Task statement. Arrange the lines below as a numbered list, omitting any blank lines.

_ _ _ _

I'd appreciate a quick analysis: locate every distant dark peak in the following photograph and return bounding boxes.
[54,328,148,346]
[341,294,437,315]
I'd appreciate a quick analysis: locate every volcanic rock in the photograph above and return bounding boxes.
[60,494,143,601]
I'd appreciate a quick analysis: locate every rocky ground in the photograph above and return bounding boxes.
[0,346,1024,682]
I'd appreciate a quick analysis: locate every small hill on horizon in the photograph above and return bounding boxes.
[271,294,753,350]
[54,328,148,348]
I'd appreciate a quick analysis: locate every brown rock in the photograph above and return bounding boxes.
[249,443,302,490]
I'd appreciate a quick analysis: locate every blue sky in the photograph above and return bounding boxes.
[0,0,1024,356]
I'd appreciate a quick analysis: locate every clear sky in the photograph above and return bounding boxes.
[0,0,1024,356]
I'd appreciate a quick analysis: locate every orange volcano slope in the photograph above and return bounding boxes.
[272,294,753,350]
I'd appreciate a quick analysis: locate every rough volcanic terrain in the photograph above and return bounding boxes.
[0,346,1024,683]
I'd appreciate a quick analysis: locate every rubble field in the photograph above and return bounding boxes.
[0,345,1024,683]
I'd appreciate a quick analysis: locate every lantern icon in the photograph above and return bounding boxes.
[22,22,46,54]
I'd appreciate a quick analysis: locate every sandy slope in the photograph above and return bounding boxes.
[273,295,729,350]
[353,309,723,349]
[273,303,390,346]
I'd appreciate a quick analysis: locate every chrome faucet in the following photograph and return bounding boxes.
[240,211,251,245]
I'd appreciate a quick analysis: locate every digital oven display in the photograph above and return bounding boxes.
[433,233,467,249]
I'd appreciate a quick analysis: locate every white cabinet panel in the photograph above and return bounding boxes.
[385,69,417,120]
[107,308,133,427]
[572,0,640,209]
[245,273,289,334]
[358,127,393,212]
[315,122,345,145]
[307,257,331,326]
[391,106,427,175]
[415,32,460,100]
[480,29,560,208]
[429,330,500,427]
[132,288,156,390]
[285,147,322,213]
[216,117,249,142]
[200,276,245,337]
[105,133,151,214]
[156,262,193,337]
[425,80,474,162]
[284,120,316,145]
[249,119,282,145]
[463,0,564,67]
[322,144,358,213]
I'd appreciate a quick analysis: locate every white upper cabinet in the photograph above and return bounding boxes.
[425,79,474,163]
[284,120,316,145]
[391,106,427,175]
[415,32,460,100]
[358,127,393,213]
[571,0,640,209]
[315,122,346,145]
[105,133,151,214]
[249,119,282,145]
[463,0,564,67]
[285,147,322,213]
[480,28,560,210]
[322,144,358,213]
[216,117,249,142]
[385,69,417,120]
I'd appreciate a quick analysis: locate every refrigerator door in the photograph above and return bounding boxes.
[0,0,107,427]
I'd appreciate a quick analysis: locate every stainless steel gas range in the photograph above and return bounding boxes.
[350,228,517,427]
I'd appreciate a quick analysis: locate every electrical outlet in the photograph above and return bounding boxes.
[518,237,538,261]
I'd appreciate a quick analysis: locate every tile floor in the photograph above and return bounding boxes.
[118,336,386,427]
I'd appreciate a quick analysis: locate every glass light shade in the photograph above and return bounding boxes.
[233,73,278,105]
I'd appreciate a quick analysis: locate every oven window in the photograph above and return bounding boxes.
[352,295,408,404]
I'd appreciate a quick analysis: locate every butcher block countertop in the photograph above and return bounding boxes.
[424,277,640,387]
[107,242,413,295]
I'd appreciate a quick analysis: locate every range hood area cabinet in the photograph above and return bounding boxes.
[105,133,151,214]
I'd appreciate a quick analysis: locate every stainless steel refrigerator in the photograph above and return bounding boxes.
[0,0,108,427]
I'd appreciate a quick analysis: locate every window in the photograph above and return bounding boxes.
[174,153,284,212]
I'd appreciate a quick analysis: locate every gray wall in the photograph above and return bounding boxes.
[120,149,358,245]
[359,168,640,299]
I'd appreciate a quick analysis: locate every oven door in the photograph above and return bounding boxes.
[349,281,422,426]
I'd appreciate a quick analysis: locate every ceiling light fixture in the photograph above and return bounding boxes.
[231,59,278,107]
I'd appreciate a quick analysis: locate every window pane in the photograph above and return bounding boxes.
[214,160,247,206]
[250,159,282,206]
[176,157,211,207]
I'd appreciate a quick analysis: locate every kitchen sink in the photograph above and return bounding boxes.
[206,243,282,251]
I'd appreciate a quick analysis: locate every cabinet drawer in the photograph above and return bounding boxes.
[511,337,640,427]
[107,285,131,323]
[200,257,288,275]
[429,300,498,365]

_ _ _ _

Response below.
1. I'd appreciate a quick analysis: locate every distant dark peak in the following photograph and return bounding boxes.
2. [54,328,148,346]
3. [341,294,437,315]
4. I'd appreciate a quick analysis: locate every volcanic rock in the photograph above and return bounding boxes.
5. [60,494,143,601]
6. I'd appreciate a quick analysis: locate every rocky ground in the photograph above and return bounding boxes.
7. [0,346,1024,682]
8. I'd appreciate a quick analysis: locate every small hill on horizon in the photograph above and return bounding boxes.
9. [271,294,753,350]
10. [54,328,148,348]
11. I'd appreciate a quick analysis: locate every brown rock in the photograph above and return bounding boxes.
12. [249,443,302,490]
13. I'd appreciate a quick analysis: locate every blue sky in the photograph above and return bounding boxes.
14. [0,0,1024,356]
15. I'd appreciate a quick analysis: locate every clear sky in the photograph above and return bounding boxes.
16. [0,0,1024,356]
17. I'd appreciate a quick analysis: locate every orange volcano slope in the photograph above and return bounding boxes.
18. [272,294,753,350]
19. I'd appreciate a quick analysis: locate every rough volcanic terrain in the photograph above and return bounding boxes.
20. [0,346,1024,683]
21. I'd appreciate a quick analysis: locate every rubble field in the photograph above and return bounding boxes.
22. [0,345,1024,683]
23. I'd appreciate a quick analysis: locate every lantern icon in the photograph above and return bounding boxes.
24. [22,22,46,54]
25. I'd appreciate a quick analysis: locate every sandy slope in the photograph above and return bounding boxes.
26. [273,295,729,350]
27. [353,309,723,349]
28. [273,303,390,346]
29. I'd appreciate a quick analysis: locate every chrome faucet in the following photograph and return bounding boxes.
30. [240,211,251,245]
31. I'd appreciate a quick analysis: locate every digital oven display in the photograph above and return bounding boxes.
32. [433,233,467,249]
33. I'd appreciate a quick analysis: locate every white cabinet panel in the photograph above and return bounding boxes.
34. [385,69,417,120]
35. [107,308,133,427]
36. [572,0,640,209]
37. [245,273,289,334]
38. [358,127,393,212]
39. [315,122,345,145]
40. [307,257,331,326]
41. [391,106,427,175]
42. [415,32,460,100]
43. [480,29,560,208]
44. [429,330,500,427]
45. [132,288,156,390]
46. [285,147,322,213]
47. [216,117,249,142]
48. [200,276,245,337]
49. [105,133,151,214]
50. [156,262,193,337]
51. [425,80,474,162]
52. [284,120,316,145]
53. [249,119,282,145]
54. [463,0,564,67]
55. [322,144,358,213]
56. I'd appreciate a quick analysis: locate every white upper cabinet in the photograph above and return bounding boxes.
57. [425,79,474,163]
58. [284,120,316,145]
59. [391,106,427,175]
60. [415,32,460,100]
61. [358,127,393,213]
62. [571,0,640,209]
63. [315,122,346,145]
64. [105,133,151,214]
65. [249,119,282,145]
66. [463,0,564,67]
67. [285,147,322,213]
68. [480,28,560,210]
69. [322,144,358,213]
70. [216,117,249,142]
71. [385,69,417,120]
72. I'd appreciate a quick analysis: locate every refrigerator door in the photograph above and return bounding boxes.
73. [0,0,107,427]
74. I'd appreciate a quick analysis: locate every stainless steel gas range in the photograph above and return bounding boxes.
75. [350,228,517,427]
76. I'd appreciate a quick analysis: locate every electrical outlet in the photograph above and return bounding boxes.
77. [518,237,538,261]
78. I'd appreciate a quick analysis: locate every tile floor in the photograph above and return bounding boxes.
79. [118,336,386,427]
80. I'd appreciate a quick analysis: locate every glass light shade in the photograph above and return bounding boxes.
81. [233,73,278,105]
82. I'd appreciate a quick analysis: locate every oven window in the photograph above and return bounding boxes.
83. [352,295,408,404]
84. I'd appreciate a quick analysis: locate every butcher block countertop in the photograph above and return bounding boxes.
85. [424,277,640,387]
86. [107,242,413,295]
87. I'd appreciate a quick analysis: locate every range hood area cabinet in the photograph above and return bounding boxes.
88. [105,133,151,214]
89. I'd appreciate a quick analysis: locate every stainless steel refrigerator in the photograph above and return bounding boxes.
90. [0,0,108,427]
91. I'd appreciate a quick analysis: locate every window in the photograph above and return bounding boxes.
92. [174,153,284,212]
93. I'd appreciate a quick analysis: locate every gray wall in the photograph above and return bounding boxes.
94. [120,149,358,245]
95. [359,168,640,299]
96. I'd appreciate a quick analysis: locate every oven door in the photograph above and return bounding boxes.
97. [349,281,422,426]
98. I'd appreciate a quick analysis: locate every ceiling light fixture in the photograph above and return bounding boxes.
99. [231,59,278,107]
100. I'd appreciate a quick analysis: locate every window pane in the photograph above and return bounding boxes.
101. [214,160,247,206]
102. [250,159,282,206]
103. [176,157,211,207]
104. I'd appreciate a quick analysis: locate every kitchen sink in the photograph above and return bounding boxes.
105. [206,243,282,251]
106. I'd appreciate a quick analysis: locate every cabinet drawer in the photograph above and return bounding boxes.
107. [511,337,640,427]
108. [107,285,131,323]
109. [200,257,288,275]
110. [429,300,498,365]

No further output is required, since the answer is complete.